** BEGIN RECORDS TO USE **

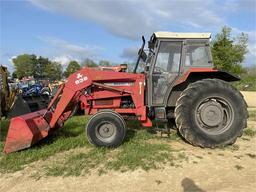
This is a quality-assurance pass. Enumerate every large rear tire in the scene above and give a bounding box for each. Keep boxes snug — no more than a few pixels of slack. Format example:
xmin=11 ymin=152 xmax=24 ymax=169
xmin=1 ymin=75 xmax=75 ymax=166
xmin=86 ymin=110 xmax=126 ymax=147
xmin=175 ymin=79 xmax=248 ymax=148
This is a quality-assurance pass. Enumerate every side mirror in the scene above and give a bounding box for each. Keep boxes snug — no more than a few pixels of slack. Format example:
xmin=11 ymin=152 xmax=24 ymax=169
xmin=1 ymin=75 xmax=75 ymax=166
xmin=138 ymin=49 xmax=147 ymax=62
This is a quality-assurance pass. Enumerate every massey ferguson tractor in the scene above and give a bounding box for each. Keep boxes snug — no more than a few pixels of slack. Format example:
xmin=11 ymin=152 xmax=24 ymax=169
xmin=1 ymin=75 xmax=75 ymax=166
xmin=4 ymin=32 xmax=248 ymax=153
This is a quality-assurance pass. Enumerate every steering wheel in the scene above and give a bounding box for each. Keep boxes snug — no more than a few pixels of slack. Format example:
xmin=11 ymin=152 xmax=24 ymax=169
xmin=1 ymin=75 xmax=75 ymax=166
xmin=154 ymin=66 xmax=167 ymax=74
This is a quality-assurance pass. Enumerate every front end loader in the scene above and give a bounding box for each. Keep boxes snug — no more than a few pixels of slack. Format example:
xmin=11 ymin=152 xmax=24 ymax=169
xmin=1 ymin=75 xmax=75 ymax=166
xmin=4 ymin=32 xmax=248 ymax=153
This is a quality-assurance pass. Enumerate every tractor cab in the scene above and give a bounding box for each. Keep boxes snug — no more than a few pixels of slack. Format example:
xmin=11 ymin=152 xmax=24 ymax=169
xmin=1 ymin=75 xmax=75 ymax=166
xmin=134 ymin=32 xmax=213 ymax=106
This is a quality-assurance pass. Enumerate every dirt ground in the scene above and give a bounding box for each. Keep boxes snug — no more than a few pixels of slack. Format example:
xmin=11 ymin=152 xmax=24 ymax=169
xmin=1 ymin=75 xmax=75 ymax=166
xmin=0 ymin=92 xmax=256 ymax=192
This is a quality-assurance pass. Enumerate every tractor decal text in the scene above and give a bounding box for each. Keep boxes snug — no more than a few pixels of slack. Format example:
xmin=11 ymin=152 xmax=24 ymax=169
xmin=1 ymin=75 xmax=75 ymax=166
xmin=75 ymin=73 xmax=88 ymax=85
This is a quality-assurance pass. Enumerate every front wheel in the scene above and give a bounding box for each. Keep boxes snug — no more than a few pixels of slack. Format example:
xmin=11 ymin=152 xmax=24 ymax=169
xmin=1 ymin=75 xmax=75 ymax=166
xmin=86 ymin=110 xmax=126 ymax=147
xmin=175 ymin=79 xmax=248 ymax=148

** END RECORDS TO USE **

§ **WHAT TO DO**
Quote everything from the start of the records above down to the line that contains "xmin=138 ymin=49 xmax=147 ymax=62", including both ends. Leave the pictures out of your answer.

§ **SOLUTION FOR THIS TASK**
This is a quality-assurance pass. Enumerate every large rear tire in the scene above and give a bounding box for each. Keep boxes snug — no more than a few pixels of slack. Format example:
xmin=11 ymin=152 xmax=24 ymax=169
xmin=1 ymin=75 xmax=75 ymax=166
xmin=86 ymin=110 xmax=126 ymax=147
xmin=175 ymin=79 xmax=248 ymax=148
This is a quality-assurance pass. Enumerate every side mirror in the scene above and give a bounding box for each. Keep boxes snug — no more than a few pixels of slack. Format example:
xmin=11 ymin=152 xmax=24 ymax=169
xmin=1 ymin=75 xmax=75 ymax=166
xmin=138 ymin=49 xmax=147 ymax=62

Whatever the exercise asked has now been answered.